- **Task instructions**
(a) Name every line of the quoted poem in the passage on iambic pentameter that ends with a comma.
(b) Continue the passage on iambic pentameter from the point where it stops.

The term Iambic Pentameter refers to a special and particular style of poetry writing. It’s a line of poetry’s verse with five metrical feet where an unstressed syllable is followed by a stressed one. This creates a distinct sort of rhythm in the work. In simple words, there exist five iambs in each line for this rhythmic device.
An example could be from John Keat’s Ode to Autumn:
“Close bosom-friend of the maturing sun;
Conspiring with him how to load and bless
With fruit the vines that round the thatch-eves run…
And fill all fruit with ripeness to the core;
To swell the gourd, and plump the hazel shells
With a sweet kernel; to set budding more,
And still more, later flowers for the bees,
Until they think warm days will never cease,
For summer has o’er-brimm’d their clammy cells.”

- **Excerpted records**
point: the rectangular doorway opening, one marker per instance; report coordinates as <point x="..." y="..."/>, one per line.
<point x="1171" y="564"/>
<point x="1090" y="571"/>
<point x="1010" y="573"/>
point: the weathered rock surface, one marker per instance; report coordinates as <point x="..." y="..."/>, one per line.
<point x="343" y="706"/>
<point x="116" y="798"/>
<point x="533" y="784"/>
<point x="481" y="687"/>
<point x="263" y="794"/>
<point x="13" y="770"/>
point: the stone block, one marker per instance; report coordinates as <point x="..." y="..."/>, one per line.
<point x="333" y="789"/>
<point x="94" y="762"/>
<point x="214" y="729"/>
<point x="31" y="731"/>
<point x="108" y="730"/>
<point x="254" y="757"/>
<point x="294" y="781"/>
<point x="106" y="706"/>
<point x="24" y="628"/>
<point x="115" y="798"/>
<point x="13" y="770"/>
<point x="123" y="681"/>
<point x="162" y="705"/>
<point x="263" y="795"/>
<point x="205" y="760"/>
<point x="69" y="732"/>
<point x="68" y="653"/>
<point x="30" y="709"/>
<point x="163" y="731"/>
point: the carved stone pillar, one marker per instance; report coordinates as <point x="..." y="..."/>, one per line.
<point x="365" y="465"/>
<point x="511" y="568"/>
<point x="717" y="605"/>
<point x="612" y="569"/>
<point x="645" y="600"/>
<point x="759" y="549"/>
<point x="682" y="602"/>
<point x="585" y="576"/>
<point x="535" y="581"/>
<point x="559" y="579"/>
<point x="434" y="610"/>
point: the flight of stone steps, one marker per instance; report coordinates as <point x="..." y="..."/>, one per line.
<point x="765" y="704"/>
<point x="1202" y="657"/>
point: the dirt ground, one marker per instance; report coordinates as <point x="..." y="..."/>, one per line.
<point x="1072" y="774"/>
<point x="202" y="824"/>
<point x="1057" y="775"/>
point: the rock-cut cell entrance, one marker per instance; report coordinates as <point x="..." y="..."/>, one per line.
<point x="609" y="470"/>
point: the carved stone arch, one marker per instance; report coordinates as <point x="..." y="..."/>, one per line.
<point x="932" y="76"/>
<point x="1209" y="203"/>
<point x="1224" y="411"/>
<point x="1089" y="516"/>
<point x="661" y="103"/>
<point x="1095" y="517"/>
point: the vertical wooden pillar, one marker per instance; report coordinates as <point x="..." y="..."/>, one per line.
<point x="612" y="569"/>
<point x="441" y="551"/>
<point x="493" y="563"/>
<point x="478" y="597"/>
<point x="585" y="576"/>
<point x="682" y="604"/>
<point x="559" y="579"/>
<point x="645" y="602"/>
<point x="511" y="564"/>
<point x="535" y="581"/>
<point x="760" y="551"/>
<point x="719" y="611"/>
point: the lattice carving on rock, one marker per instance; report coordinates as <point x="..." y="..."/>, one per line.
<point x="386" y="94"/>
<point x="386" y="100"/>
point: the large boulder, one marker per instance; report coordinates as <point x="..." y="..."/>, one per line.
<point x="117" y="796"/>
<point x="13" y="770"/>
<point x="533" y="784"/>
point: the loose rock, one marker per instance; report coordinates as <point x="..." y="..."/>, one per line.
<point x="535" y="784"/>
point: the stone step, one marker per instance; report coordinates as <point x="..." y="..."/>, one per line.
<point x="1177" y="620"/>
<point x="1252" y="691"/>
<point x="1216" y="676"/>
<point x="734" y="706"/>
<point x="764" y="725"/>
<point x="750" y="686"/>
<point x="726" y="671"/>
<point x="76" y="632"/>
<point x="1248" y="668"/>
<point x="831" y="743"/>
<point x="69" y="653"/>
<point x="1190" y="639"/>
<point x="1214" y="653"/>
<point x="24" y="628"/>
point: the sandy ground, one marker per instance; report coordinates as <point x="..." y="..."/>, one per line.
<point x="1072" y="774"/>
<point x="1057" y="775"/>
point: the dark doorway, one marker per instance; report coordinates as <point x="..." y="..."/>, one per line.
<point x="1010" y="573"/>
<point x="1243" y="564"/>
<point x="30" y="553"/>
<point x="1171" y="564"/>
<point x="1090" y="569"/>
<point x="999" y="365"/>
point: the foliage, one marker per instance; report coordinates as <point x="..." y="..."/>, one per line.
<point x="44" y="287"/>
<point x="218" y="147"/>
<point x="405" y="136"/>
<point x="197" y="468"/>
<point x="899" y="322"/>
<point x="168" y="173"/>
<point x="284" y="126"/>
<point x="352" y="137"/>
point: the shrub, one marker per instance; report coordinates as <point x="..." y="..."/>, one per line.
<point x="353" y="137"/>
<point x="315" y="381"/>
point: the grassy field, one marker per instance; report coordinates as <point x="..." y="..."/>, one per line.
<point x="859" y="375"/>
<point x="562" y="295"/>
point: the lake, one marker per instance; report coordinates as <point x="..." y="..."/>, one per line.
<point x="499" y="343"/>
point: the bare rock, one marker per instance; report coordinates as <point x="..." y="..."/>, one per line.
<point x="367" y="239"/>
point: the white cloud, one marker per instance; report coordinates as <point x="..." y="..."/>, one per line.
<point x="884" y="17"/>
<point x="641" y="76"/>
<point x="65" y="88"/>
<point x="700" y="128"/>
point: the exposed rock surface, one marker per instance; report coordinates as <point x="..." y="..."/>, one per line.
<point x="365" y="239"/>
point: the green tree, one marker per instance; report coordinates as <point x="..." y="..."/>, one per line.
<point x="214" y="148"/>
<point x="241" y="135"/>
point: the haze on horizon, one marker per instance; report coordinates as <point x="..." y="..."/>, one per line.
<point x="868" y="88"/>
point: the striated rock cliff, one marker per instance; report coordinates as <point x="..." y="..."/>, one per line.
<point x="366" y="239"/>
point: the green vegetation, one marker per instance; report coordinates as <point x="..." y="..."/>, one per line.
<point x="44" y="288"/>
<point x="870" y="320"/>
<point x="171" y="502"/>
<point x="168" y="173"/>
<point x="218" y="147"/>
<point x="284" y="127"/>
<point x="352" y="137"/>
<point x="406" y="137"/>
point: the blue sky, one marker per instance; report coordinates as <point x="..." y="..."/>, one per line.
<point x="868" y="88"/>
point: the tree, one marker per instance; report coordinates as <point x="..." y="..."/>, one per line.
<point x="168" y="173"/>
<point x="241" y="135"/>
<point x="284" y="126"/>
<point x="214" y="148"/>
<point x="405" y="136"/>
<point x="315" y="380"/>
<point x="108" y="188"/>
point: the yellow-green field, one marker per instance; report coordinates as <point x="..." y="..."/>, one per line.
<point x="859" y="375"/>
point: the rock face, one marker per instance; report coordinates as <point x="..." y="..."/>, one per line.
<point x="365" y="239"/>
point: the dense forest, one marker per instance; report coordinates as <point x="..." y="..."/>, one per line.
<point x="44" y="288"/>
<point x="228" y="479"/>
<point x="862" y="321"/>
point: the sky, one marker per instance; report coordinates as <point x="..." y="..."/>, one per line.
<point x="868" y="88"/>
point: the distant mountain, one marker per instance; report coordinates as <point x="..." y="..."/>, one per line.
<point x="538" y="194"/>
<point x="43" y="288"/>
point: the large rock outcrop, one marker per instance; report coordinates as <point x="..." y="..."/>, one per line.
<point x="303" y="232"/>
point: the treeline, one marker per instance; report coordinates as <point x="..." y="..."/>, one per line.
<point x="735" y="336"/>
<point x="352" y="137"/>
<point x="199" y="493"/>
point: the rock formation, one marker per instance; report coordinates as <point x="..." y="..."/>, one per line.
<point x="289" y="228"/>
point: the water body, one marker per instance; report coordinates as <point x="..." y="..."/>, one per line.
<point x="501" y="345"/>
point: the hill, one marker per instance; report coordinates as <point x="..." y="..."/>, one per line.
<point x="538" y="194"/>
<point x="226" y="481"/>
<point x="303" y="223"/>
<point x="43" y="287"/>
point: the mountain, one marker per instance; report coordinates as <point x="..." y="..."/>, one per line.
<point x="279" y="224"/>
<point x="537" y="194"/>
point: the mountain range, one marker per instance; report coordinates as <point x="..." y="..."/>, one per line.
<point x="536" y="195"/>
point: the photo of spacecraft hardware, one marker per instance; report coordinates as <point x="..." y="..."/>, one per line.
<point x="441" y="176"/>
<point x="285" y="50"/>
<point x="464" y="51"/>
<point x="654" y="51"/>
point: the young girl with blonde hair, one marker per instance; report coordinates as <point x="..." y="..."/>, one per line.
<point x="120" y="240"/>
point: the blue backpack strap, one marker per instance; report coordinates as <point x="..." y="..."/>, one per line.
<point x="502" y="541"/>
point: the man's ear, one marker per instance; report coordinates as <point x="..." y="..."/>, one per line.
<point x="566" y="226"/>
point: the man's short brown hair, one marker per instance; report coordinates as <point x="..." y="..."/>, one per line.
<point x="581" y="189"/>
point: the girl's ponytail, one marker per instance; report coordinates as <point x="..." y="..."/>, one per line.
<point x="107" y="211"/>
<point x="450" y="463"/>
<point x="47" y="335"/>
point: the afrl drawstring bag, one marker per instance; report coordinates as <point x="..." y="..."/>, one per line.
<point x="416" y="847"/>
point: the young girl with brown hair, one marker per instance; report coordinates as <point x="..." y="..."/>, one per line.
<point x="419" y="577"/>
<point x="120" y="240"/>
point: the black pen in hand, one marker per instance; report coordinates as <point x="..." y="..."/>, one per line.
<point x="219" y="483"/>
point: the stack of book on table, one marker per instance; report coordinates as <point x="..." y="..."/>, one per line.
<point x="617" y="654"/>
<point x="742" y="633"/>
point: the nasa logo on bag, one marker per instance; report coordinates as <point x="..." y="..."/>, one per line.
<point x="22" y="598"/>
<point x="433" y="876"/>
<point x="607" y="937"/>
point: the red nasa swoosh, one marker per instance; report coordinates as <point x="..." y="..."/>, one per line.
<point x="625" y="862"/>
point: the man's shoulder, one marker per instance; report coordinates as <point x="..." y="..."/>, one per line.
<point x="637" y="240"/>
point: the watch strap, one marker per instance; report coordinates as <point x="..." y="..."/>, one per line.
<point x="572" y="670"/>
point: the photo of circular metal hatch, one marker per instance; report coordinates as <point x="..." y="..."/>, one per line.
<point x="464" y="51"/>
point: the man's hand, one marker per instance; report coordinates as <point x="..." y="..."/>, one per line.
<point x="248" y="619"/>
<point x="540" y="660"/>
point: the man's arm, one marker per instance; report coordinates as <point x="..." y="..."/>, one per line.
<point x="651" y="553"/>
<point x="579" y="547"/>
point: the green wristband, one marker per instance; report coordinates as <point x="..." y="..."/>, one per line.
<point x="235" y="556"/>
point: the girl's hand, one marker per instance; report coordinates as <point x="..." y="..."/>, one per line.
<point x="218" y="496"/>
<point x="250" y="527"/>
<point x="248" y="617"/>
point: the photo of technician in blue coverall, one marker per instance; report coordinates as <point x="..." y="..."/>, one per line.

- **Responses**
(a)
"With a sweet kernel; to set budding more,"
"And still more, later flowers for the bees,"
"Until they think warm days will never cease,"

(b)
Due to the Greek word ‘Penta’ the iambic pentameter has five stressed syllables in a line. Many examples of Shakespeare’s could be observed to follow such a rhythm, for instance his Sonnet 18:
“Henceforth be earls, the first that ever Scotland
In such an honour named. What’s more to do,
Which would be planted newly with the time,
As calling home our exiled friends abroad
That fled the snares of watchful tyranny;
Of this dead butcher and his fiend-like queen…
So, thanks to all at once and to each one,
Whom we invite to see us crown’d at Scone.”